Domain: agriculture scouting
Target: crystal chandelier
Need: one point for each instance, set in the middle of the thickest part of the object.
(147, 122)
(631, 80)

☆ ☆ ☆ ☆ ☆ ☆ ☆

Rewrite these rows with "thickest" swapped for "widest", leaving everything else unchanged.

THE RESPONSE:
Domain: agriculture scouting
Target: crystal chandelier
Need: one point for each instance, set in the middle of the widest part of the object.
(147, 122)
(631, 80)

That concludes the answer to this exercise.